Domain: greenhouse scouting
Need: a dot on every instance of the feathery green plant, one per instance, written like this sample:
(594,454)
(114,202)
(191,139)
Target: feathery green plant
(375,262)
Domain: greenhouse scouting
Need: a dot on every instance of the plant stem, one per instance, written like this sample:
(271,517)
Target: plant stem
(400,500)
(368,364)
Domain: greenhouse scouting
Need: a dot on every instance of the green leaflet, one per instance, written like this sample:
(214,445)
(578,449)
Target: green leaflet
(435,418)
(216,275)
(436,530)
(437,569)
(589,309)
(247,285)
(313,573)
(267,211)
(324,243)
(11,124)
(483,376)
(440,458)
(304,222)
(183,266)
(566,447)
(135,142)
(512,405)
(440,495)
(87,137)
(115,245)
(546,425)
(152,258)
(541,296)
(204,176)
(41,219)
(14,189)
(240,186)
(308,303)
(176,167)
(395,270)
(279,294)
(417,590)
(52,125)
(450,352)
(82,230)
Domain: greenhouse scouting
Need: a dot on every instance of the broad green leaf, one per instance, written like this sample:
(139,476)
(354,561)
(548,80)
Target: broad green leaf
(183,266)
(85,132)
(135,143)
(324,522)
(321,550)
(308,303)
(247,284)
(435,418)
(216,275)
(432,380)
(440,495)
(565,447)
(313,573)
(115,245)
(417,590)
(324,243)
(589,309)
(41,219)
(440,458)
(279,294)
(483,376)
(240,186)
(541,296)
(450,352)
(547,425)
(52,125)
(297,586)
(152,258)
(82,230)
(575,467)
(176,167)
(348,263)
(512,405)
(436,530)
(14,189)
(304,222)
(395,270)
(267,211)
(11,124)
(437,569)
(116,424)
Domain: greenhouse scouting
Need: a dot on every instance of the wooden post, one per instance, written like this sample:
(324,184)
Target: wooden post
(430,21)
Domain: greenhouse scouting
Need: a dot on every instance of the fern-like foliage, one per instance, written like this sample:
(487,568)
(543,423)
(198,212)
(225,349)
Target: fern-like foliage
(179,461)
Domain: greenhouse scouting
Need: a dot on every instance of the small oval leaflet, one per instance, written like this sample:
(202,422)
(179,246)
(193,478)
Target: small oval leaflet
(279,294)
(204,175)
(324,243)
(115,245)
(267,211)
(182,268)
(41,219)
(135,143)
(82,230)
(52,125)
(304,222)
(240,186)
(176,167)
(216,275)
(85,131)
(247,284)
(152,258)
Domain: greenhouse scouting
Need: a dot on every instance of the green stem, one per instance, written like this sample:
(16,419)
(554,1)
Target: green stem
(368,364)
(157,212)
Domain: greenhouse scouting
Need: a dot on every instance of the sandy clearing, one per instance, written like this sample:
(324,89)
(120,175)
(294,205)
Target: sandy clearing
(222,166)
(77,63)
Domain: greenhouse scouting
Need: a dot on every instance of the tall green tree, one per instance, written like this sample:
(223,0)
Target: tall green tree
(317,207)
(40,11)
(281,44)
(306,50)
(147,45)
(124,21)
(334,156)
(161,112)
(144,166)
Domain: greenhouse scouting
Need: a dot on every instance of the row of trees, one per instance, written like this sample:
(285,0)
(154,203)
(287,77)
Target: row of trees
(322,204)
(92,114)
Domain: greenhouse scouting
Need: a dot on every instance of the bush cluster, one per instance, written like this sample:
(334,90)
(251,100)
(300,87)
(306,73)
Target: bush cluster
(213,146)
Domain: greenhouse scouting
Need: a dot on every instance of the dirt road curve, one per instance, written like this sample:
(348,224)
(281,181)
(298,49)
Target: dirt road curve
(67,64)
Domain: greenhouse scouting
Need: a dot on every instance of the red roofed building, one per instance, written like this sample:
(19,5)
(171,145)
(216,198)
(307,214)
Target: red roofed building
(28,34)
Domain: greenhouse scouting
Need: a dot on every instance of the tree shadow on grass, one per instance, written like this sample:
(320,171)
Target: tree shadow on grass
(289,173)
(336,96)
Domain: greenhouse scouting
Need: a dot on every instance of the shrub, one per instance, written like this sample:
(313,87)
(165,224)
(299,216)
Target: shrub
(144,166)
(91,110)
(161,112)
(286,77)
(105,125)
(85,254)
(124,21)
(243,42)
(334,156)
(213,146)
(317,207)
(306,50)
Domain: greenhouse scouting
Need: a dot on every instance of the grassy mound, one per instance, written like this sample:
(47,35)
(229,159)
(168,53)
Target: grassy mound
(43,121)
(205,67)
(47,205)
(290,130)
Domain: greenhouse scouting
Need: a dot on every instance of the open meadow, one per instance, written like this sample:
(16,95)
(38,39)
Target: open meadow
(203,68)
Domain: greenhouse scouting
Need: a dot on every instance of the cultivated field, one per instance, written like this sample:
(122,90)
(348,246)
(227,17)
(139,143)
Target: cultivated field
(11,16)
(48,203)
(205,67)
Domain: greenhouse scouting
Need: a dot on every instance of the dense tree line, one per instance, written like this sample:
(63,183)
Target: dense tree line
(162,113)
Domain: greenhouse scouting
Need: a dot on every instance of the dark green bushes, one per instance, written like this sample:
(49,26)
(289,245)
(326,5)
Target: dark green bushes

__________

■ **WHAT YOU SHOULD DO**:
Count the lines in the listing above that contain the string "meadow", and reply with the number alone.

■ **SOLUTION TO THE PROBLEM**:
2